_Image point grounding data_

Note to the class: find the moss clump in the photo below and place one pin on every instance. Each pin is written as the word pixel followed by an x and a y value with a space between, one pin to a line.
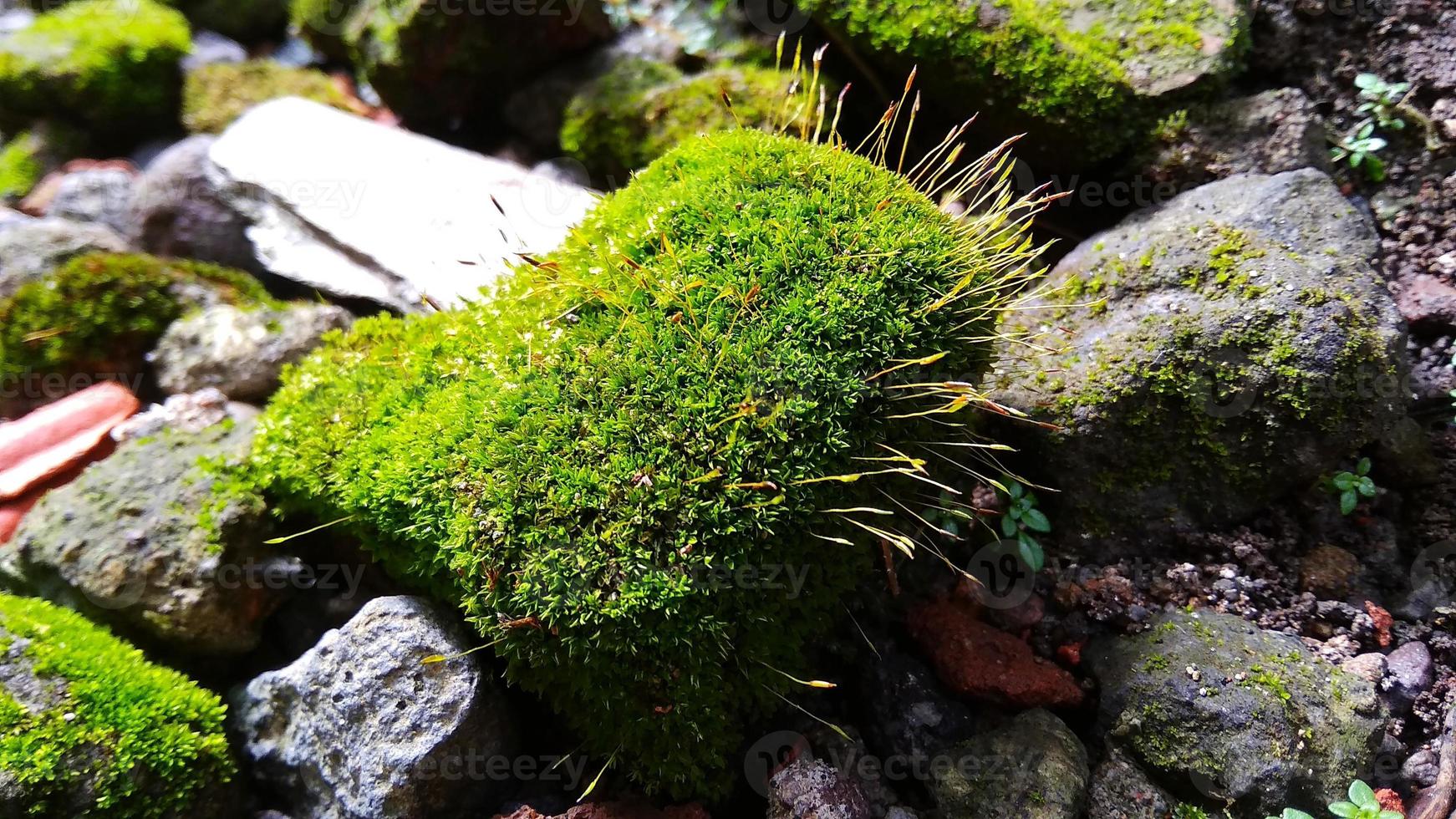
pixel 216 95
pixel 21 166
pixel 107 310
pixel 677 393
pixel 105 732
pixel 1085 70
pixel 641 108
pixel 104 64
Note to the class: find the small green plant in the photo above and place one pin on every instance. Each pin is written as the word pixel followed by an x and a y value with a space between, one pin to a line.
pixel 1359 149
pixel 1022 516
pixel 1352 486
pixel 1362 805
pixel 1381 100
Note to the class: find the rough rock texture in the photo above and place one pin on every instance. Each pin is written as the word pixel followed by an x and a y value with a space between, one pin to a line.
pixel 102 196
pixel 1267 133
pixel 176 210
pixel 1216 353
pixel 1212 701
pixel 363 211
pixel 1077 74
pixel 1122 791
pixel 977 661
pixel 150 542
pixel 810 789
pixel 1031 768
pixel 31 249
pixel 241 351
pixel 360 728
pixel 451 67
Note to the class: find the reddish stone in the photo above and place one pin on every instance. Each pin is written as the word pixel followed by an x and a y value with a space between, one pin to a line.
pixel 1382 623
pixel 618 811
pixel 1389 801
pixel 980 662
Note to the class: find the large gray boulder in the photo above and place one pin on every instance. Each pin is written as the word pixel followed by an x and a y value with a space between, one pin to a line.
pixel 241 353
pixel 361 728
pixel 1214 354
pixel 155 543
pixel 360 210
pixel 1031 768
pixel 1209 701
pixel 31 249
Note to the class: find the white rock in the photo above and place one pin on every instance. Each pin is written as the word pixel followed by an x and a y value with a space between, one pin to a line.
pixel 360 210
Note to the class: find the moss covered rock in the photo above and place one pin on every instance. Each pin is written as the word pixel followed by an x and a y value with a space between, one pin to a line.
pixel 108 66
pixel 445 66
pixel 1073 73
pixel 89 728
pixel 102 312
pixel 638 111
pixel 1216 706
pixel 1213 355
pixel 216 95
pixel 685 387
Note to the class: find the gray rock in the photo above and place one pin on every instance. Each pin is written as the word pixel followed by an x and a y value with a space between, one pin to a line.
pixel 237 351
pixel 143 543
pixel 1408 674
pixel 1219 351
pixel 176 210
pixel 359 210
pixel 102 196
pixel 359 728
pixel 1122 791
pixel 1269 133
pixel 1031 768
pixel 28 251
pixel 1209 700
pixel 810 789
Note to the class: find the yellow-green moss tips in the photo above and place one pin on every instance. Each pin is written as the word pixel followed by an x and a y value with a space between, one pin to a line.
pixel 682 390
pixel 216 95
pixel 108 66
pixel 104 732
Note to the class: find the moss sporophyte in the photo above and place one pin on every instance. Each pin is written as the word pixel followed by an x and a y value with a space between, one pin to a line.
pixel 753 354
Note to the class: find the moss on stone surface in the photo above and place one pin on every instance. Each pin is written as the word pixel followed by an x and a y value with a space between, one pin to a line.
pixel 665 398
pixel 104 64
pixel 1069 64
pixel 107 310
pixel 643 108
pixel 105 734
pixel 216 95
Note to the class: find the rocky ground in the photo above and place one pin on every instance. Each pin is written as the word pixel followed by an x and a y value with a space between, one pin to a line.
pixel 1214 577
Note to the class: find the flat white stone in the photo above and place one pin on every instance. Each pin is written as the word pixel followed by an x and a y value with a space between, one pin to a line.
pixel 360 210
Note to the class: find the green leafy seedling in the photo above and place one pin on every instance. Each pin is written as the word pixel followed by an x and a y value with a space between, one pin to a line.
pixel 1362 805
pixel 1022 516
pixel 1352 486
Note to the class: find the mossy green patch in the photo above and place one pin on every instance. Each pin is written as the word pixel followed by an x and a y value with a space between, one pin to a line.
pixel 135 740
pixel 643 108
pixel 216 95
pixel 676 396
pixel 108 66
pixel 107 310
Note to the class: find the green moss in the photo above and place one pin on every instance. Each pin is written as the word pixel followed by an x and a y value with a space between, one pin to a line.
pixel 109 66
pixel 107 310
pixel 216 95
pixel 139 740
pixel 1069 64
pixel 21 166
pixel 639 109
pixel 673 394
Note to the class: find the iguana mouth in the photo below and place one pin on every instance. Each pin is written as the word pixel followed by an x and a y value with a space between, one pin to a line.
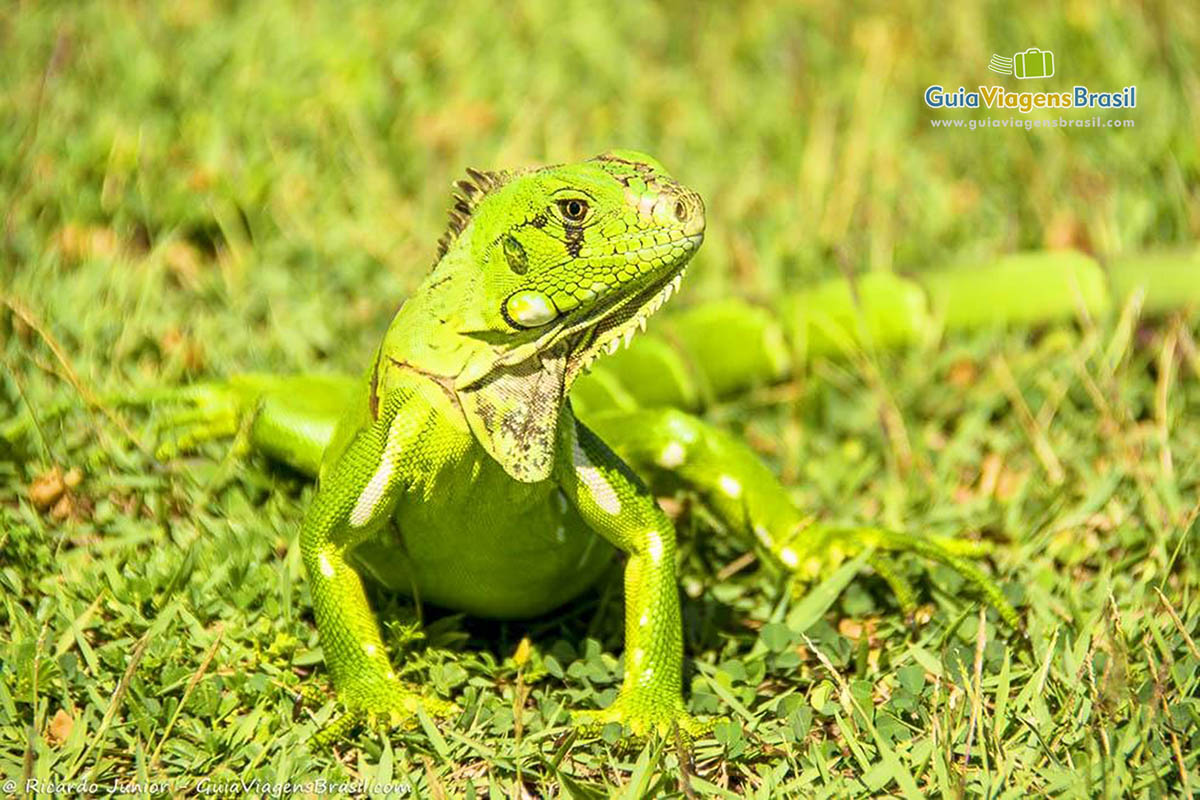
pixel 616 324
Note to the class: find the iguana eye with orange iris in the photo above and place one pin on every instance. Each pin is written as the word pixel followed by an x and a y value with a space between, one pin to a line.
pixel 574 209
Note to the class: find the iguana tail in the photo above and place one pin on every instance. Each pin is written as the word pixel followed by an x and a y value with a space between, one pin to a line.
pixel 714 350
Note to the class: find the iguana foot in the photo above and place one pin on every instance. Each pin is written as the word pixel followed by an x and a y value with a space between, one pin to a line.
pixel 813 552
pixel 382 707
pixel 646 717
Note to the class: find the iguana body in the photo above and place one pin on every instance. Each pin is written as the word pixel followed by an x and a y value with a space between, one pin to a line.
pixel 455 469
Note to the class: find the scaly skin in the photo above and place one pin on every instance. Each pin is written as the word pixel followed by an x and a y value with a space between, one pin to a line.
pixel 462 440
pixel 455 468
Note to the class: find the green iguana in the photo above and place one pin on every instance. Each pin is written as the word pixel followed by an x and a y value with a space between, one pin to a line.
pixel 457 470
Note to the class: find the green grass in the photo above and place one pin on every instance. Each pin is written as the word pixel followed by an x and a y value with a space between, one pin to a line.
pixel 202 190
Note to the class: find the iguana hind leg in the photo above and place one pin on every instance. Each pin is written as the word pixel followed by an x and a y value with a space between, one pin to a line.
pixel 673 449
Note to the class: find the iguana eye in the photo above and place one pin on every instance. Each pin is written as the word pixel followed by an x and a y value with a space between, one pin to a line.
pixel 574 209
pixel 529 308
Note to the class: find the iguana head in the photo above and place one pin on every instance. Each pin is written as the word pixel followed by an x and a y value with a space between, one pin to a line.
pixel 563 264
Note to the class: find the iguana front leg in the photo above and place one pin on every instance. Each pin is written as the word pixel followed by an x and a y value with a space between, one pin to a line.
pixel 354 500
pixel 615 503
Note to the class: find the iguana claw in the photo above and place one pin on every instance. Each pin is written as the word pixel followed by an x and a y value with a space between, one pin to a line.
pixel 645 719
pixel 387 708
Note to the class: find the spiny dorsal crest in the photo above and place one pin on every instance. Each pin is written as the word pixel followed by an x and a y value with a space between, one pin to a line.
pixel 479 184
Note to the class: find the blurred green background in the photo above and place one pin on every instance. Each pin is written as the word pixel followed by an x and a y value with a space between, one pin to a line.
pixel 193 188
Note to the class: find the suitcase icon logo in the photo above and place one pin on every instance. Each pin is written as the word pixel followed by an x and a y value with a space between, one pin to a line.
pixel 1030 64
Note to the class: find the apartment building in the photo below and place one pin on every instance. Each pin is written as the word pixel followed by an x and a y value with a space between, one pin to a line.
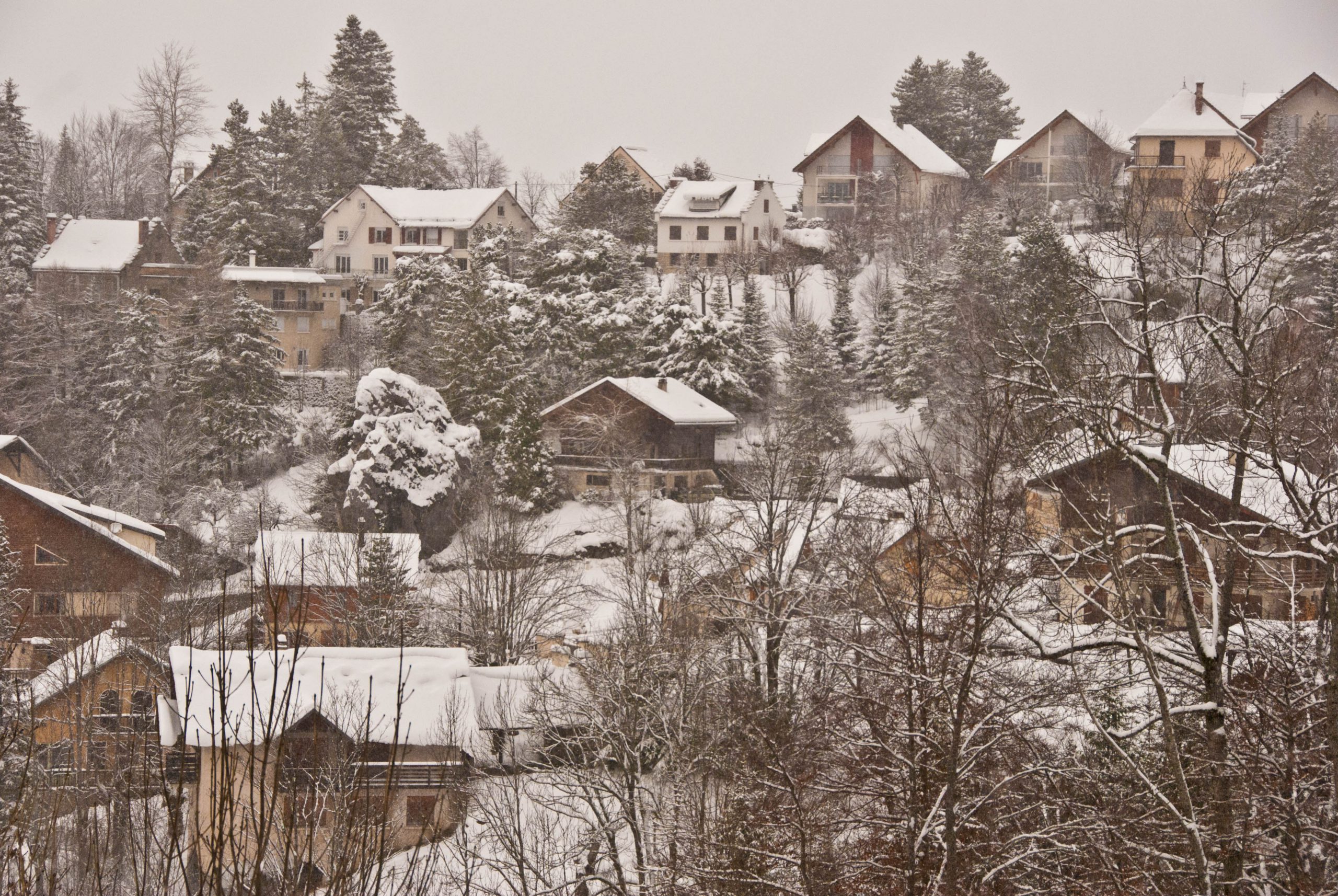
pixel 701 221
pixel 370 229
pixel 834 162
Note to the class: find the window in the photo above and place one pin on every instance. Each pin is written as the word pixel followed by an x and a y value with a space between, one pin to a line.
pixel 419 811
pixel 42 557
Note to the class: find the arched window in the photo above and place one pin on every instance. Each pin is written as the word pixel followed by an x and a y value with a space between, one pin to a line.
pixel 109 709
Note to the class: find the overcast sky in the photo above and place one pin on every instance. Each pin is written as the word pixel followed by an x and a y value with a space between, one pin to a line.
pixel 740 83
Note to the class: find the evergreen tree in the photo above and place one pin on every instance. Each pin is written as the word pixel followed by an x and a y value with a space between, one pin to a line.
pixel 20 197
pixel 813 408
pixel 235 380
pixel 362 93
pixel 524 463
pixel 610 198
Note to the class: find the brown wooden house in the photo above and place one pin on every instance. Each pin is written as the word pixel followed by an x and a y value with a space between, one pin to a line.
pixel 645 432
pixel 82 569
pixel 1091 510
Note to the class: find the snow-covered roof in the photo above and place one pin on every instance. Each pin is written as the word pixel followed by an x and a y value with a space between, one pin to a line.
pixel 84 661
pixel 287 558
pixel 260 274
pixel 676 401
pixel 1178 118
pixel 906 140
pixel 707 200
pixel 414 696
pixel 93 245
pixel 414 208
pixel 99 519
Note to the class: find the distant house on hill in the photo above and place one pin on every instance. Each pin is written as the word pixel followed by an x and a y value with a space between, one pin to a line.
pixel 1060 158
pixel 703 221
pixel 372 226
pixel 834 162
pixel 82 569
pixel 641 432
pixel 106 257
pixel 1313 101
pixel 307 309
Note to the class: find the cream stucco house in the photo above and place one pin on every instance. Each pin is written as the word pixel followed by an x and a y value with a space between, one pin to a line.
pixel 370 229
pixel 701 221
pixel 1057 159
pixel 834 161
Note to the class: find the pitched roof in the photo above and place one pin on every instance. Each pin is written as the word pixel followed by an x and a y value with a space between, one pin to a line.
pixel 906 140
pixel 1007 147
pixel 677 403
pixel 414 208
pixel 326 559
pixel 93 245
pixel 84 661
pixel 1253 107
pixel 1178 118
pixel 259 274
pixel 99 519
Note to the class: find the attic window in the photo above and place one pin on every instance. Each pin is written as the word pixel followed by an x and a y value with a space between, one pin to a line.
pixel 42 557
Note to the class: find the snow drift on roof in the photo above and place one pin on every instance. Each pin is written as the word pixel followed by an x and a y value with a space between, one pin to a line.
pixel 249 274
pixel 91 245
pixel 906 140
pixel 326 559
pixel 677 403
pixel 412 208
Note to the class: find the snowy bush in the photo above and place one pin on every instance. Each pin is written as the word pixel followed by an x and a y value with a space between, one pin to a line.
pixel 403 459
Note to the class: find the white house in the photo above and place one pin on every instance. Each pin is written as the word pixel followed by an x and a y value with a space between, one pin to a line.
pixel 366 232
pixel 704 220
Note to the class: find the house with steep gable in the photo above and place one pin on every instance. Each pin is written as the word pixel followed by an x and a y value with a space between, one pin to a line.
pixel 106 257
pixel 834 161
pixel 647 434
pixel 701 221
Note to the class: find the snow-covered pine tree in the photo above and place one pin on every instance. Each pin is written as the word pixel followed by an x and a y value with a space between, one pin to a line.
pixel 235 380
pixel 813 407
pixel 610 198
pixel 20 196
pixel 524 463
pixel 362 93
pixel 403 461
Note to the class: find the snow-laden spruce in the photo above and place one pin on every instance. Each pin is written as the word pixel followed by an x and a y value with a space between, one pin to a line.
pixel 405 458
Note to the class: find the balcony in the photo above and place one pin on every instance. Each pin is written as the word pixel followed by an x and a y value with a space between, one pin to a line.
pixel 1159 162
pixel 297 305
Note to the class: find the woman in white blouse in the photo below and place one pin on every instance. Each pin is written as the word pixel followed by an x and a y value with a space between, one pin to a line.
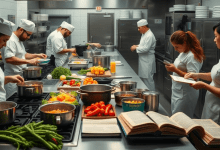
pixel 190 59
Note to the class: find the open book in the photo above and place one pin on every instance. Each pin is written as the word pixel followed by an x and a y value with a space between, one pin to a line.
pixel 136 122
pixel 100 128
pixel 183 80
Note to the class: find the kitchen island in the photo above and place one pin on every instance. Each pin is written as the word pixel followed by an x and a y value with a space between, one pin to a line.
pixel 116 143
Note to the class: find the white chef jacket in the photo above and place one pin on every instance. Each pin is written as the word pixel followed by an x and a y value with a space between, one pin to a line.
pixel 58 44
pixel 2 89
pixel 145 50
pixel 49 43
pixel 14 47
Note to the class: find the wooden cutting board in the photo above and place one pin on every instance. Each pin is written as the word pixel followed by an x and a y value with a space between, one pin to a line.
pixel 106 74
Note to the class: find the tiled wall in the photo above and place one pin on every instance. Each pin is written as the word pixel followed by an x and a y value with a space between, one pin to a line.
pixel 79 21
pixel 8 7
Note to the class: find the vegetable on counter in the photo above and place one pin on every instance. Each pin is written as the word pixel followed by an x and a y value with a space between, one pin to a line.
pixel 59 71
pixel 33 135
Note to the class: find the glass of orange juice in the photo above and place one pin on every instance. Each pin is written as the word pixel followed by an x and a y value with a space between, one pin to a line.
pixel 113 66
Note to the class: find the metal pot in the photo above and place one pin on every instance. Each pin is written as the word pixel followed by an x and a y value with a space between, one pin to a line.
pixel 119 96
pixel 151 100
pixel 30 89
pixel 80 49
pixel 60 119
pixel 127 85
pixel 95 93
pixel 109 48
pixel 32 72
pixel 7 112
pixel 101 60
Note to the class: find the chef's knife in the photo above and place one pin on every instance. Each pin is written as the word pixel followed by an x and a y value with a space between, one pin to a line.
pixel 119 77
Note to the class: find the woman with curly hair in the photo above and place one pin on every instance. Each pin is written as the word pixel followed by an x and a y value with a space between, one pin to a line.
pixel 184 98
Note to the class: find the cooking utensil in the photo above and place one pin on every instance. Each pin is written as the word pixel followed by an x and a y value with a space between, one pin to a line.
pixel 139 91
pixel 103 80
pixel 7 112
pixel 59 119
pixel 95 93
pixel 32 72
pixel 120 95
pixel 101 60
pixel 133 106
pixel 80 49
pixel 30 89
pixel 151 100
pixel 127 85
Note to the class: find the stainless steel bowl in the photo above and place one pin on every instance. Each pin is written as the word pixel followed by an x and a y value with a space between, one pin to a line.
pixel 7 112
pixel 30 89
pixel 101 60
pixel 60 119
pixel 95 93
pixel 139 92
pixel 151 100
pixel 127 85
pixel 119 96
pixel 32 72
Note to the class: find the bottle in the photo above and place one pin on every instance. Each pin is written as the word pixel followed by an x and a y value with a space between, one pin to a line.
pixel 113 66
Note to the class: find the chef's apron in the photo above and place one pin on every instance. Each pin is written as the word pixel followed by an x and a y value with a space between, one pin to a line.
pixel 2 89
pixel 211 109
pixel 184 98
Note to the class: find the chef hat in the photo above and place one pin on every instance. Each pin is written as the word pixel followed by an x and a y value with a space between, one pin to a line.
pixel 67 26
pixel 142 22
pixel 27 25
pixel 6 27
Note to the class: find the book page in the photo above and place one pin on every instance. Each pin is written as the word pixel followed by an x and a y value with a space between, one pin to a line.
pixel 136 118
pixel 160 119
pixel 212 128
pixel 186 122
pixel 181 79
pixel 100 126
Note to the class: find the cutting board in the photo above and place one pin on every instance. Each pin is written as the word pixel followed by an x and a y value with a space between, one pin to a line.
pixel 106 74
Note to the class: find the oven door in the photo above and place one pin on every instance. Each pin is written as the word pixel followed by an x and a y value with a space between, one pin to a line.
pixel 168 48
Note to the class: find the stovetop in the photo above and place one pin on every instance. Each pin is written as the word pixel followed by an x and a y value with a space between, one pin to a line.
pixel 27 111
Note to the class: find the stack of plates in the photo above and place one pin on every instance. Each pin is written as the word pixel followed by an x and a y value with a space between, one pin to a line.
pixel 137 14
pixel 202 12
pixel 124 14
pixel 171 9
pixel 190 7
pixel 179 7
pixel 216 12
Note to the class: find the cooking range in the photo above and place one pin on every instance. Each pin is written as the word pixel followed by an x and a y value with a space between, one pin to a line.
pixel 27 111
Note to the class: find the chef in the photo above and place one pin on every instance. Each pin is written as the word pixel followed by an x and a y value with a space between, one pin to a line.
pixel 145 50
pixel 6 29
pixel 59 45
pixel 15 57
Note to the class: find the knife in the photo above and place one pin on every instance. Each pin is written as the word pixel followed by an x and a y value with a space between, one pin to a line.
pixel 119 77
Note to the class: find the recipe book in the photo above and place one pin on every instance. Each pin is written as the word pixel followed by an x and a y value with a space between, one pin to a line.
pixel 179 124
pixel 100 128
pixel 183 80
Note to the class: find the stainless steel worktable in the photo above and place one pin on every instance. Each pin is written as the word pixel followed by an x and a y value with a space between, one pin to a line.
pixel 118 143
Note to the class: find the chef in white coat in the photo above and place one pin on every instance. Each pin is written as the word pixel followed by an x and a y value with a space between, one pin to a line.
pixel 59 45
pixel 184 98
pixel 211 109
pixel 6 29
pixel 14 55
pixel 145 50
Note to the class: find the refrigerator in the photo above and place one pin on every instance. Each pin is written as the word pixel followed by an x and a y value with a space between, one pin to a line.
pixel 128 35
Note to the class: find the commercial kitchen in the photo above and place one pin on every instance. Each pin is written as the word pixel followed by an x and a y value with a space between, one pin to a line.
pixel 102 33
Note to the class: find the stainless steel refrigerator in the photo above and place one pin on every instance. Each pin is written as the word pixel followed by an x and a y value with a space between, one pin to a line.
pixel 128 35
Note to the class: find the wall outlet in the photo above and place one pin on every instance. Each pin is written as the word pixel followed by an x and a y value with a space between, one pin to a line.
pixel 158 21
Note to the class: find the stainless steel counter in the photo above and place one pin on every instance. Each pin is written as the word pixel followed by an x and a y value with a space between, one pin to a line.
pixel 117 143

_Exercise objective_
The answer is a portion of the data. Write out exactly the line with "Note to the class: find the wall" and all lines after it.

_Written response_
Note to the class: find the wall outlet in the photo above and place one pin on every instance. Each pin is written as the word pixel followed by an x and a y value with a space between, one pin to a line.
pixel 158 21
Note to the class: find the stainless steel counter in the photo above and place one pin on every instance. Each pin is written as the word pixel followed by an x and a y value with a space between, one pin to a line.
pixel 117 143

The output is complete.